• **Data provided**:
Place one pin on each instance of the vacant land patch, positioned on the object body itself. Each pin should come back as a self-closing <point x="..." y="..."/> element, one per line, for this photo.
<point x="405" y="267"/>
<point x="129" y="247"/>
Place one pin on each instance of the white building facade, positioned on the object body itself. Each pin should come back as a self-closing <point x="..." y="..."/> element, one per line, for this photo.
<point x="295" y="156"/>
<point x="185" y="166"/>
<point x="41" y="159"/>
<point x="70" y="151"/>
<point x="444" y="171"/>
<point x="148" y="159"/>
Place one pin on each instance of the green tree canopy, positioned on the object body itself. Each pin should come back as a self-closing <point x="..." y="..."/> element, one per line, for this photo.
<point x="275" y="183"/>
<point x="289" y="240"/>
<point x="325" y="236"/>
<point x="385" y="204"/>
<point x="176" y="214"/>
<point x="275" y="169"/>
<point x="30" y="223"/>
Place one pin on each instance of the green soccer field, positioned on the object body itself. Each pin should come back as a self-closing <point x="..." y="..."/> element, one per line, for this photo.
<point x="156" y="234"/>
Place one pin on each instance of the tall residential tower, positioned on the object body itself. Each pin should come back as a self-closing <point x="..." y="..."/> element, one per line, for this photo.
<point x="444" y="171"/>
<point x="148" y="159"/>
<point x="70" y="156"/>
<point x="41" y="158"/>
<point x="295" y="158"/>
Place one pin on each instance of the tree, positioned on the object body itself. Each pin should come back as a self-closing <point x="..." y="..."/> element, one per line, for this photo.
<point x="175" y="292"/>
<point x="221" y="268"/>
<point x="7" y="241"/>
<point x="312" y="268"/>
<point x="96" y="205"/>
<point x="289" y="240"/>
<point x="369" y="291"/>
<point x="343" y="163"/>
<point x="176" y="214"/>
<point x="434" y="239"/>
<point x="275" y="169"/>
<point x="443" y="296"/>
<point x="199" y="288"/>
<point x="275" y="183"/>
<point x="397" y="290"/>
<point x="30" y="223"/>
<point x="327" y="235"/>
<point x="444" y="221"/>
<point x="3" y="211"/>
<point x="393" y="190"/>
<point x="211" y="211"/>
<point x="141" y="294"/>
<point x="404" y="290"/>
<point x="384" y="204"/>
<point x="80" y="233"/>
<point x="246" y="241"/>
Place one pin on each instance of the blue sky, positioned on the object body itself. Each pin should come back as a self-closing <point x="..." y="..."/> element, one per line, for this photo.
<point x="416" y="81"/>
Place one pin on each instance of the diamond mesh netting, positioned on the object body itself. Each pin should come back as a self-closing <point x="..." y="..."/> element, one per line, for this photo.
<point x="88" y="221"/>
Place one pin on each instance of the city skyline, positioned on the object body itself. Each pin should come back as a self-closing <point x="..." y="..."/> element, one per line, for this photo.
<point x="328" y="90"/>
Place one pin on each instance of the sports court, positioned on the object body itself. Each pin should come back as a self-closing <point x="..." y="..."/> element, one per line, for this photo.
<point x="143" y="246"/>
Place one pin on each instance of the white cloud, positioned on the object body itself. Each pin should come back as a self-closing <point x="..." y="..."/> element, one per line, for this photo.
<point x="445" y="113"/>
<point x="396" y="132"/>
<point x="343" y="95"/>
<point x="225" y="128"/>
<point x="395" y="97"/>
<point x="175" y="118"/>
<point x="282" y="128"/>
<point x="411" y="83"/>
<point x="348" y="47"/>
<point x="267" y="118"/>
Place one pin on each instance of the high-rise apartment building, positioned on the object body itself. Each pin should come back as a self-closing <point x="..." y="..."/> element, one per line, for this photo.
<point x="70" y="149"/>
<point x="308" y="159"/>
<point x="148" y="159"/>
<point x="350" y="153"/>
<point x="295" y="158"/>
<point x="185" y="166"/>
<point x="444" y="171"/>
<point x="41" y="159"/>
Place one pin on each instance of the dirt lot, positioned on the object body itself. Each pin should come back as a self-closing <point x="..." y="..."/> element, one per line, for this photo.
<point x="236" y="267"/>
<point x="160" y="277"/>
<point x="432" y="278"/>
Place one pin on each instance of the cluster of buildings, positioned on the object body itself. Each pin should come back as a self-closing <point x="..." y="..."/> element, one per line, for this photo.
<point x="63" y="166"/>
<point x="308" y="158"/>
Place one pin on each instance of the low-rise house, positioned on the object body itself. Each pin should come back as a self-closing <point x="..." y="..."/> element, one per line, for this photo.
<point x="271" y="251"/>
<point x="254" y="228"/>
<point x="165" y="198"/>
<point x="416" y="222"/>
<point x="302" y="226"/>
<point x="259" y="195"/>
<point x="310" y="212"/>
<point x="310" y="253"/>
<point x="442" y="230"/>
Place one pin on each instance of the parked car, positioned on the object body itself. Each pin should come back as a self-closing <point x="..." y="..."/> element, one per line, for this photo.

• **Exercise**: Please copy out every entry word for word.

• **Task response**:
Place one pin on each instance of the vacant land patch, positioned on the object body itself. Each pin should come back as a self-closing <point x="..." y="..."/> element, one per line, for this photo.
<point x="405" y="267"/>
<point x="129" y="247"/>
Place one pin on each instance of the white building facade, positioned on the object body itself. Each pin should come back as a self-closing <point x="..." y="..."/> element, one per line, for this photo.
<point x="295" y="156"/>
<point x="185" y="166"/>
<point x="41" y="159"/>
<point x="70" y="151"/>
<point x="444" y="171"/>
<point x="148" y="159"/>
Place one pin on each instance of the green tree canopy, positioned on the object body itself. Each pin should come back as a self-closing <point x="..." y="..."/> element, one per line, for this photo.
<point x="275" y="183"/>
<point x="289" y="240"/>
<point x="325" y="236"/>
<point x="385" y="204"/>
<point x="176" y="214"/>
<point x="275" y="169"/>
<point x="30" y="223"/>
Place one pin on each instance of the green soccer field, positioned on the object body itself. Each pin should come back as a self-closing <point x="..." y="..."/> element, one per line, for this photo.
<point x="156" y="234"/>
Place one pin on each instance of the tall residential tower, positioned on the object body itself. Each pin should come back as a self-closing <point x="..." y="..."/> element, one per line, for this photo.
<point x="444" y="171"/>
<point x="148" y="159"/>
<point x="70" y="156"/>
<point x="41" y="158"/>
<point x="295" y="158"/>
Place one pin on each instance of the tree, positioned on the object body itself. Each pin should come back as a self-closing <point x="..." y="..."/> element, one per line, for this photo.
<point x="175" y="292"/>
<point x="221" y="268"/>
<point x="7" y="241"/>
<point x="312" y="268"/>
<point x="96" y="205"/>
<point x="289" y="240"/>
<point x="369" y="291"/>
<point x="343" y="163"/>
<point x="176" y="214"/>
<point x="434" y="239"/>
<point x="275" y="169"/>
<point x="443" y="296"/>
<point x="199" y="288"/>
<point x="275" y="183"/>
<point x="397" y="290"/>
<point x="30" y="223"/>
<point x="327" y="235"/>
<point x="444" y="221"/>
<point x="3" y="211"/>
<point x="393" y="190"/>
<point x="211" y="211"/>
<point x="141" y="294"/>
<point x="404" y="290"/>
<point x="384" y="204"/>
<point x="80" y="233"/>
<point x="246" y="241"/>
Place one pin on each instance of the blue sky, positioned on the object body itself. Each pin should come back as a self-closing <point x="..." y="..."/> element, one per line, for this photo.
<point x="416" y="81"/>
Place one pin on each instance of the diamond mesh netting, positioned on the object body itself. Each pin should come back as a self-closing <point x="..." y="..."/> element, one per line, for this photo.
<point x="88" y="221"/>
Place one pin on each instance of the city skyline, positioned on the object body itself. Each pin should come back as a self-closing <point x="..." y="..."/> element, one per line, for this photo.
<point x="328" y="90"/>
Place one pin on each instance of the sports court, positioned on the object body itself. Each pin should come back as a self-closing <point x="..." y="..."/> element, one per line, for this photo.
<point x="143" y="246"/>
Place one pin on each instance of the white cloud, positioned on the object body itself. Each pin should come back as a self-closing <point x="..." y="..."/> element, one per line, for this photo.
<point x="445" y="113"/>
<point x="396" y="132"/>
<point x="343" y="95"/>
<point x="225" y="128"/>
<point x="395" y="97"/>
<point x="175" y="118"/>
<point x="282" y="128"/>
<point x="411" y="83"/>
<point x="348" y="47"/>
<point x="267" y="118"/>
Place one pin on each instance of the high-rise apartment building, positioned on the object body itself. Each pin should come back as a self-closing <point x="..." y="..."/> element, one per line, for this photo.
<point x="70" y="149"/>
<point x="308" y="159"/>
<point x="148" y="159"/>
<point x="350" y="153"/>
<point x="295" y="158"/>
<point x="185" y="166"/>
<point x="444" y="171"/>
<point x="41" y="159"/>
Place one pin on each instance of the dirt lot, positioned on the object body itself. Each pin should come back as a self-closing <point x="..." y="..."/> element, one per line, for this photo.
<point x="236" y="267"/>
<point x="160" y="277"/>
<point x="432" y="278"/>
Place one pin on each instance of the cluster of buildings, positioned on the object body itself. Each pin should come back as a self-closing <point x="..." y="..."/> element, one per line, for this photo.
<point x="63" y="166"/>
<point x="308" y="158"/>
Place one pin on each instance of the low-rise house, positioned on the object body itself. Each pin should come back as a self-closing <point x="..." y="..."/> element, one per line, for this photo.
<point x="271" y="251"/>
<point x="254" y="228"/>
<point x="165" y="198"/>
<point x="416" y="222"/>
<point x="302" y="226"/>
<point x="259" y="195"/>
<point x="310" y="212"/>
<point x="310" y="253"/>
<point x="442" y="230"/>
Place one pin on each instance of the parked car, positioned on the object body itself. Each pin should come back as a self-closing <point x="..." y="..."/> element, one per line, for this photo.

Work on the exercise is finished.